### Lesetext
########

Pete Townshend meinte einmal, von den ihm bekannten Coverversionen von Who-Songs gefalle ihm „Pinball Wizard / See Me, Feel Me“ von The New Seekers am besten. Ich denke da hat der Denker und Linker hinter einer der erfolgreichsten britischen Rockbands nicht Unrecht, das Medley welches die Nachfolgeunternehmung der australischen Seekers 1973 vom Zaun brach ist wirklich ein grandioses Statement, ausserdem waren The New Seekers Label-Kollegen bei Polydor, so betrachtet war die Aussage vermutlich nicht ganz uneigennützig, schliesslich bescherten sie Mr. Townshend zusätzliche Songwriter-Tantiemen.

########

### Datenübersicht
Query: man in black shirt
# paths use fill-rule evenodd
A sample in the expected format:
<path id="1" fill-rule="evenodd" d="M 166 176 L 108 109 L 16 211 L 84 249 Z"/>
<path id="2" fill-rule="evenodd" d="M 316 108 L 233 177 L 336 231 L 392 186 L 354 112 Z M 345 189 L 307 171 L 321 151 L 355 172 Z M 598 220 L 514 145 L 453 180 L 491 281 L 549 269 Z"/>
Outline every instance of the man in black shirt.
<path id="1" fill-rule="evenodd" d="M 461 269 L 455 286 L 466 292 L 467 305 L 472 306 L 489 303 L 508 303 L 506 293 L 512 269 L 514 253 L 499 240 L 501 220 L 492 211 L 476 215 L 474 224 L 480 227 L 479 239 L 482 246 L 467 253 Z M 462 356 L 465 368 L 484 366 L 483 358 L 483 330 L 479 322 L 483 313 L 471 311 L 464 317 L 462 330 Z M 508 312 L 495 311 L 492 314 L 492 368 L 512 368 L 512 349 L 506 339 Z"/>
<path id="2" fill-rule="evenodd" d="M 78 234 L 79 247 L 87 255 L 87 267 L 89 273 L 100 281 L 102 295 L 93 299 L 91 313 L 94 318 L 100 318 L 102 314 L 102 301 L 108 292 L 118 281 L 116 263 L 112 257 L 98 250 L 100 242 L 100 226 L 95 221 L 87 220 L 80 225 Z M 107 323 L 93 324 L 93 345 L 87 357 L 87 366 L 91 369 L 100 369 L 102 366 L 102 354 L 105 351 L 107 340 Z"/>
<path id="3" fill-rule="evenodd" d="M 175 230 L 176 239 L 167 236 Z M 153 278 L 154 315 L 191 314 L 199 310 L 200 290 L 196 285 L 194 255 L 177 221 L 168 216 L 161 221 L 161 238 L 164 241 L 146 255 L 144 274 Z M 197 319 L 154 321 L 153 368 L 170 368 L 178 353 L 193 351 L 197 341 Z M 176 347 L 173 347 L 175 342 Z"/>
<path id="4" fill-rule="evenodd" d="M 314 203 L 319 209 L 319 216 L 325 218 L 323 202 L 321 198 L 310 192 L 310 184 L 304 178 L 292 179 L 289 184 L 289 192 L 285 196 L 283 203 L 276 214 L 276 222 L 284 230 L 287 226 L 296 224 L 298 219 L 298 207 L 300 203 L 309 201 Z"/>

########

### Aufgaben
1. Stimmen diese Aussagen mit dem Text über die Who-Coverversion der New Seekers überein? Beantworte jede mit Ja oder Nein und zitiere wörtlich die entscheidenden Worte aus dem Text.
(a) Das Medley erschien 1973.
(b) The New Seekers standen bei einem anderen Label unter Vertrag als Polydor.
(c) Die ursprünglichen Seekers kamen aus Australien.
2. Setze den Text über die Who-Coverversion der New Seekers im gleichen Ton fort.

### Lösungen
1.
(a) Ja: „das Medley welches die Nachfolgeunternehmung der australischen Seekers 1973 vom Zaun brach“
(b) Nein: „ausserdem waren The New Seekers Label-Kollegen bei Polydor“
(c) Ja: „der australischen Seekers“

2.
The New Seekers waren im Gegensatz zu The Who aber keine dieser neuen und meistens ziemlich hart agierenden Rockbands, aus dem Folkrock kommend hatte das Gesangsensemble bereits 1971 auf sich aufmerksam gemacht und zwar mit dem Commercial „I’d Like To Buy The World A Coke / It’s A Real Thing“ (Werbesong für einen bekannten amerikanischen Softdrinkkonzern ), eine modifizierte Version – „I’d Like To Teach The World To Sing (In Perfect Harmony)“ – tauchte danach ebenfalls in den Charts auf und zwar weltweit, der Song wurde auf Anhieb mit dem beschwingten jugendlichen Cola-Lifestyle assoziiert und wurde der erste grosse Chartbreaker der australisch/britischen New Seekers. Danach etablierten sie sich mit eingängigen Popsongs wie „Never Ending Song Of Love“ oder „Beg, Steal Or Borrow“, spätestens um 1972 herum gab es kein Vorbeikommen mehr an den New Seekers, ab 1974 ging ihr Stern dann allerdings in einen langsamen aber stetigen Sinkflug über. Das eigentliche Trademark des Seekers-Sounds setzte sich normalerweise aus akustischen Gitarren und dem immer harmonischen Gesang zusammen, sie gehörten mit einer solchen Soundgestaltung deshalb eher in die leichtverdauliche Easy-Listening-Ecke der Pop-Szene.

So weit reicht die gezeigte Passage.